Wednesday, September 26, 2007

Not everyone likes cats

The LPO, fresh from last week's Southbank triumph, headed for Baden-Baden for the opening leg of a short run of Glyndebourne's Tristan und Isolde. Dress rehearsal & three performances, several days apart: the band is supposed to fly there and back for each occasion (on performance day, via Frankfurt and a 2 1/2 hr coach journey). The other day the first show started late because the plane was held up. We hear that this was because of problems with a cat in the hold.

Sir Georg 'Ginger Stripes' Solti asks me to point out here that he was safely at home tearing up manuscripts in the study.

Blogging may be thin on the ground due to performances 3 & 4 to which I'm heading tomorrow. Taking camera along to find B-B 19th-century haunts of Clara Schumann, Brahms, Viardot, Turgenev et al.

The rest is news

Alex Ross's book The Rest is Noise has reached print at last. Congratulations, Alex - and I'm looking forward to the UK edition from Fourth Estate which is due out here in spring. Stylists as fine as Alex are a rarity in classical music writing and this volume looks certain to become a classic. If anyone out there still hasn't sampled Alex, here's a link to his Sibelius chapter - some of the most beautiful writing about music I've ever seen.

Chris Foley of Collaborative Piano alerts today to an interesting innovation: he's created a Classical Music Pagecast on Pageflakes. Technotwit here hadn't come across this idea until now, but it's good: the ultimate blogroll.

Opera Chic has found a real Italian tenor and links to a Youtube video of him singing Nessun Dorma. Voice to die for. Name: Fabio Armiliato. Thanks, OC!

And over at Think Denk, Jeremy has created a side-splitting scenic spoof: Shakespeare's little-known tragicomedy about life, love and death al dente among passionate youngsters in New York, Romeo and Juilliard. Get along there quick and meet Romeo, Mercutio, Candy and the Ghost of Dorothy DeLay.

Saturday, September 22, 2007

Some of my favourite men wear tights



The Guardian today runs an extract from the autobiography of Carlos Acosta (picture above shows him without said tights...photo credit by Tristam Kenton, from The Guardian).

When the news reached my father's ears that I was running around the streets with gangs, he said to my mother, "We have to do something, Maria, otherwise we're going to lose the boy." Our neighbour Candida, whose nephew was one of the principal dancers with the Cuban National Ballet, had a suggestion: "You say he likes dancing? Why don't you send him to ballet school?"

My father's eyes lit up. Ballet! Suddenly there was hope. I was only nine, but I still remember that day when my parents told me their plans.

"What's everyone in the neighbourhood going to think? They'll say I'm gay!"

(Given material):
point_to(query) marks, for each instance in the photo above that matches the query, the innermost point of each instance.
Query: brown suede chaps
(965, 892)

(What is required):
Extend the music blog entries, picking up after their last line. The data above are separate from the music blog entries.

(Exercise answer):
"Listen, you're my son and the son of the tiger shares his father's stripes. If anyone calls you gay, just smash his face in, then pull down your trousers and show him what you've got between your legs."

"But Papito, I want to be a footballer."

"Your mother and I have made up our minds, and that's that. It's your future, my boy!"


Meanwhile I have a hot date with my tv tonight: special documentary Nureyev: From Russia with love on BBC2 at 9.30. Watch clips here. And BBC4, the digital channel, is showing the Fonteyn & Nureyev film of Kenneth MacMillan's Romeo and Juliet immediately afterwards. Is Acosta the closest thing we have now to Nureyev? I reckon so...

Nureyev, for a while, had a house about ten minutes walk from where we live. Sometimes I stare over the wooden gate towards the door that was once his, trying to imagine a creature as self-willed and wild as that living somewhere as ridiculously bourgeois and uneventful as this suburb. Not that he stayed long. One biography tells the story that he decided to move after an occasion when he left late for a performance at Covent Garden and jumped on the District Line at East Putney in the wrong direction.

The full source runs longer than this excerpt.